== Exercise objective ==
Pull out each line from the entries below that contains the word "background". Copy every such line in full.

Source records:
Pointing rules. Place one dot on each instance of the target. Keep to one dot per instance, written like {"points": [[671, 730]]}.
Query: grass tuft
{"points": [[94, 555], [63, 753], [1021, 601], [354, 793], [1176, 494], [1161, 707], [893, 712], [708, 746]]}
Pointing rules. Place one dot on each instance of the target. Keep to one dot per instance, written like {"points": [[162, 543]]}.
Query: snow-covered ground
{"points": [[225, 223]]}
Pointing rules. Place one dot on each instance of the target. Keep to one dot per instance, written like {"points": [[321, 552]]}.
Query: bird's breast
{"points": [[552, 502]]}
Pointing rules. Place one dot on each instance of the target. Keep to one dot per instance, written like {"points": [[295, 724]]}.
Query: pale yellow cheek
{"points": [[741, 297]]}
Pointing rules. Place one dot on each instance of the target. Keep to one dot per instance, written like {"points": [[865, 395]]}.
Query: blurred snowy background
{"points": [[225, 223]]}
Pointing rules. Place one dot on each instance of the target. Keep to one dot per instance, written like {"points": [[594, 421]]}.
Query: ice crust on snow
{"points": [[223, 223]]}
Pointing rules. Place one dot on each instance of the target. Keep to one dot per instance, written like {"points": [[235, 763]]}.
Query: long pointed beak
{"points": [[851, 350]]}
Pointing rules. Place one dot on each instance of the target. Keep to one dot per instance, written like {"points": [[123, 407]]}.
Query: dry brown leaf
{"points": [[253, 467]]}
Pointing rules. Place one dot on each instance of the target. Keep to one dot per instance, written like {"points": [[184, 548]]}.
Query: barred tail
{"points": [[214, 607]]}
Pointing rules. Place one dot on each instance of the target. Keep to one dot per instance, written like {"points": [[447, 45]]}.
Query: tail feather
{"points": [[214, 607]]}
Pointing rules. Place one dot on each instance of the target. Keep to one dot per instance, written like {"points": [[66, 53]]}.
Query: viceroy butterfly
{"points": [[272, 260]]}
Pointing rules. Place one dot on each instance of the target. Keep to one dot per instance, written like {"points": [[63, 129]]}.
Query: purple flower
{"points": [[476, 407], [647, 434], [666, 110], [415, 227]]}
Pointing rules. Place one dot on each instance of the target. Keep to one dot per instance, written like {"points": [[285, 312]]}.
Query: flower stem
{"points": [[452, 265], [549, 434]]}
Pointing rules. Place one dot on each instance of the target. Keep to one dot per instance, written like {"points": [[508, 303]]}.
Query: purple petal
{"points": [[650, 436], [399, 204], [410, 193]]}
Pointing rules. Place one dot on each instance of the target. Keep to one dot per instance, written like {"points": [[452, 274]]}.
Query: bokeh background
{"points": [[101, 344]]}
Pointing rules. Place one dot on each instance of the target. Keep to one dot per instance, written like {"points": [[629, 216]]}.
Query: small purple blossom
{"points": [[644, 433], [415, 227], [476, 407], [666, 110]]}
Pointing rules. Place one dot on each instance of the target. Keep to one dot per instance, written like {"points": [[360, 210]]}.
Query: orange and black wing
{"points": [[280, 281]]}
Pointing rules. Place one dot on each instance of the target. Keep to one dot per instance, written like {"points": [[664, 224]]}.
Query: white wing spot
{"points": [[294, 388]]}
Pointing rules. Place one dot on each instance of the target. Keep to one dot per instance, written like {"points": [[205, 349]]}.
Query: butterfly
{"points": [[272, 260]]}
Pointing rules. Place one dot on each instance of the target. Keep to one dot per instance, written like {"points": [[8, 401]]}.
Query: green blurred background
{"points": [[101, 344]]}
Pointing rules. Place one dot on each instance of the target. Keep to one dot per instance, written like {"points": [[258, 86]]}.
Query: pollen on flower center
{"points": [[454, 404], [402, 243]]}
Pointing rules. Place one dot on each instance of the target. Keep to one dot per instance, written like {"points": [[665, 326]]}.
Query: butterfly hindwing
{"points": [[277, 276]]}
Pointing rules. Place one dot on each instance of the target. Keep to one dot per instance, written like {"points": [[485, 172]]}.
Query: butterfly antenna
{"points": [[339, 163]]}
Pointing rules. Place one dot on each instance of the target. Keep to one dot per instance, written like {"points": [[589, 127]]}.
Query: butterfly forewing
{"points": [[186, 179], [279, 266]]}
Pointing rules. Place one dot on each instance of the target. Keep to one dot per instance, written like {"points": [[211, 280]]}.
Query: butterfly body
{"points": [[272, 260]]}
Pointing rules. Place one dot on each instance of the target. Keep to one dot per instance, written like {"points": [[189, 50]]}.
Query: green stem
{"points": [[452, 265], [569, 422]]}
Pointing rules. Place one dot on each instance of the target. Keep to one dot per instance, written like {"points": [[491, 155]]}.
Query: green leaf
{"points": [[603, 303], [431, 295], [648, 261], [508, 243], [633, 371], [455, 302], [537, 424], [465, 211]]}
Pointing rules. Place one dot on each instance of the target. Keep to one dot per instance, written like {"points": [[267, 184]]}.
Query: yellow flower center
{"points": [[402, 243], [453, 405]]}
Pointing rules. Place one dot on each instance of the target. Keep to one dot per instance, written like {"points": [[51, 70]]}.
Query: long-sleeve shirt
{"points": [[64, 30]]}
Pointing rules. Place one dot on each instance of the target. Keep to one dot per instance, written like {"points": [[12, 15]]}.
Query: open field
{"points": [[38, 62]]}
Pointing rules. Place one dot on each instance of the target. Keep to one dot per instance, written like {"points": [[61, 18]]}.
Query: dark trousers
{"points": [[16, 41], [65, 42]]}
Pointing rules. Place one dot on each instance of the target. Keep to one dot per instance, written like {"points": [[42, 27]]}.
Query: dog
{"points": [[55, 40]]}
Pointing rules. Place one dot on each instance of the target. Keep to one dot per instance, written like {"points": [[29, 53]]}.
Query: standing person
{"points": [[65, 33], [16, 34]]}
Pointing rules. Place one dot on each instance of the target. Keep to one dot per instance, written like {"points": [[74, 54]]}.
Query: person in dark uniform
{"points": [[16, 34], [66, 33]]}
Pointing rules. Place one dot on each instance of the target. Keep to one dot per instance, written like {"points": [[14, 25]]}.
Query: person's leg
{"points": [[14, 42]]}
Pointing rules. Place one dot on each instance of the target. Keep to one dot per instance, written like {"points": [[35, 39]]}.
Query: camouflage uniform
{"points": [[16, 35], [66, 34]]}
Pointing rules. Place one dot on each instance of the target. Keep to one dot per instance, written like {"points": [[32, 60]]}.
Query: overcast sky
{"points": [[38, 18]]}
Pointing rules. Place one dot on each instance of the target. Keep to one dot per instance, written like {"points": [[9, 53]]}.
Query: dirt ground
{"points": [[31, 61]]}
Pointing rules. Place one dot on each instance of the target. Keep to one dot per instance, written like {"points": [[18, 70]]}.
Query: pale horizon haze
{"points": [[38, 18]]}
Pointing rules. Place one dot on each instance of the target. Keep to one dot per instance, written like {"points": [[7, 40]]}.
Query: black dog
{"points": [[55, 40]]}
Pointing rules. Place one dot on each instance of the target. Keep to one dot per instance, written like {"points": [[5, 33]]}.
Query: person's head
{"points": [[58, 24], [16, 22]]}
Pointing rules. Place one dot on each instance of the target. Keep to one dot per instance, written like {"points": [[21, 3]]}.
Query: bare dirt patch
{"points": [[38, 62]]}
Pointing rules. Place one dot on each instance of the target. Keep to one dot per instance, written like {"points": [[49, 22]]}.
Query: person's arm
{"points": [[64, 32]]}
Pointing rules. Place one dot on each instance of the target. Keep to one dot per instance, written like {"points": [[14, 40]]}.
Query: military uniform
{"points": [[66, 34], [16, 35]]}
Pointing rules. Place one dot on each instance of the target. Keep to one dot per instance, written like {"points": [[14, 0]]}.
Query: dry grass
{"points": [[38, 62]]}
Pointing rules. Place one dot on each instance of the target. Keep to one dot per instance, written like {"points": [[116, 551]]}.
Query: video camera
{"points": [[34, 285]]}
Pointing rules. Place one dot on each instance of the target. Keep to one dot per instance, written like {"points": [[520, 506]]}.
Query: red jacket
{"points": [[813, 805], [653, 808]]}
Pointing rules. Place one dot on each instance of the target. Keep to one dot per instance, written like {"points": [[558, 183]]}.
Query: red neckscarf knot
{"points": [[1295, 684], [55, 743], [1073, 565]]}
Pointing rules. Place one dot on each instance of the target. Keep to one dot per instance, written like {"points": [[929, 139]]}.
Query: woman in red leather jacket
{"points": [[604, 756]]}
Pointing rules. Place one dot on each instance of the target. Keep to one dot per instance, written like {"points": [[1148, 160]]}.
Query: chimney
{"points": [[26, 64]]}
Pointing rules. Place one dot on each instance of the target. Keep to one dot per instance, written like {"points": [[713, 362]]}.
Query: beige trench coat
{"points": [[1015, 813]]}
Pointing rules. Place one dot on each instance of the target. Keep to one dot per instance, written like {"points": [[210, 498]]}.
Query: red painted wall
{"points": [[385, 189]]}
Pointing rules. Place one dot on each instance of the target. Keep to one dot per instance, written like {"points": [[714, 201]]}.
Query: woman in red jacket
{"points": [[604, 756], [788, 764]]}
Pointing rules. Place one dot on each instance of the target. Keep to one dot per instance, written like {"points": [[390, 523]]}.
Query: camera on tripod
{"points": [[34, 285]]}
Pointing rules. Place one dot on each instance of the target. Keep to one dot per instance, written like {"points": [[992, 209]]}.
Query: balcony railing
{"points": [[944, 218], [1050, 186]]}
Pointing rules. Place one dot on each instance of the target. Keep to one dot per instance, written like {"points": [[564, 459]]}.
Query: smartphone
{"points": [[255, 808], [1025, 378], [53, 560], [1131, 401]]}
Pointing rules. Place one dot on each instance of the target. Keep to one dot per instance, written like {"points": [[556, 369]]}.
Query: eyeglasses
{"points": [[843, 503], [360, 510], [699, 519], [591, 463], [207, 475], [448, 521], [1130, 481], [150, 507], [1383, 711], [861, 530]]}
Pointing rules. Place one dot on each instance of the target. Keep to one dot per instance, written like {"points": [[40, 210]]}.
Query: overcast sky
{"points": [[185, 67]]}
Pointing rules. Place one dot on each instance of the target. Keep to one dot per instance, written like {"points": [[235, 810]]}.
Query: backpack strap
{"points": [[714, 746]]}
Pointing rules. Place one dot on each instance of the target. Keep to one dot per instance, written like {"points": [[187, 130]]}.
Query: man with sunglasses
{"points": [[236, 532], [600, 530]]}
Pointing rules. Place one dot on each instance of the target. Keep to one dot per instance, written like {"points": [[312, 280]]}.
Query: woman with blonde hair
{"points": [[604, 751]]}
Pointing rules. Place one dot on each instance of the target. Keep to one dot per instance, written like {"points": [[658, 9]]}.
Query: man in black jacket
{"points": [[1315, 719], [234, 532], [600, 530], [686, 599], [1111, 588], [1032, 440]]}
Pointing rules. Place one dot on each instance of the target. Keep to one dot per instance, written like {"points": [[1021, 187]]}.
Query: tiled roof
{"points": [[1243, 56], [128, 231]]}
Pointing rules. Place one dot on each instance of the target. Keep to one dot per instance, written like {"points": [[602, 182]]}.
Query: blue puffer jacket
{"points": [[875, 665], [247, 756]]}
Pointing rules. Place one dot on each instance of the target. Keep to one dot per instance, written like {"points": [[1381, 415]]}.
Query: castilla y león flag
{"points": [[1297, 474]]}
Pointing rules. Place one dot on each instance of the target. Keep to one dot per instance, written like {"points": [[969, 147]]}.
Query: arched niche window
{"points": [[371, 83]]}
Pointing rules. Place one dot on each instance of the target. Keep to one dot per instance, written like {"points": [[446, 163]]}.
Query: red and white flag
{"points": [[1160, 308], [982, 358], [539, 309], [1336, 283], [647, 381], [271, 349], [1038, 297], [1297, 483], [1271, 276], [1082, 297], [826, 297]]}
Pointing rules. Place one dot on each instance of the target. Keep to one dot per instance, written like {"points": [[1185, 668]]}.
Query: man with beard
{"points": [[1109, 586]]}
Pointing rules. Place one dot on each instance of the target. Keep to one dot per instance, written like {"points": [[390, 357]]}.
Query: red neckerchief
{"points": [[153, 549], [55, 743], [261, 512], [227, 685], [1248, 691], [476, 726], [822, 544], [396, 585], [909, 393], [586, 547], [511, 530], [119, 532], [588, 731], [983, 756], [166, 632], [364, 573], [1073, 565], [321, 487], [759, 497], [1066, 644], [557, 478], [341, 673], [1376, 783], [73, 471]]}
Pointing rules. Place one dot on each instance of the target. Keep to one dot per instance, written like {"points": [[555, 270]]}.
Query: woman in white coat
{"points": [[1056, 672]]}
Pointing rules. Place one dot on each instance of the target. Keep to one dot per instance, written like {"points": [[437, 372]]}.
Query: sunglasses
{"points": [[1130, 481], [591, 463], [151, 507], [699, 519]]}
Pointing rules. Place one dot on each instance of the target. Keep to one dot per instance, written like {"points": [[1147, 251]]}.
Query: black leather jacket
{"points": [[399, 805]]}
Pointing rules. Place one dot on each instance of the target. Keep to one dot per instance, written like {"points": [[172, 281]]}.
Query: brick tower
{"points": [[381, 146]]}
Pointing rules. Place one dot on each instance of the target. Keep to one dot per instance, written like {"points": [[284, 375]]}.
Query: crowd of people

== The reply ==
Query: blurred snowy background
Query: bokeh background
Query: green blurred background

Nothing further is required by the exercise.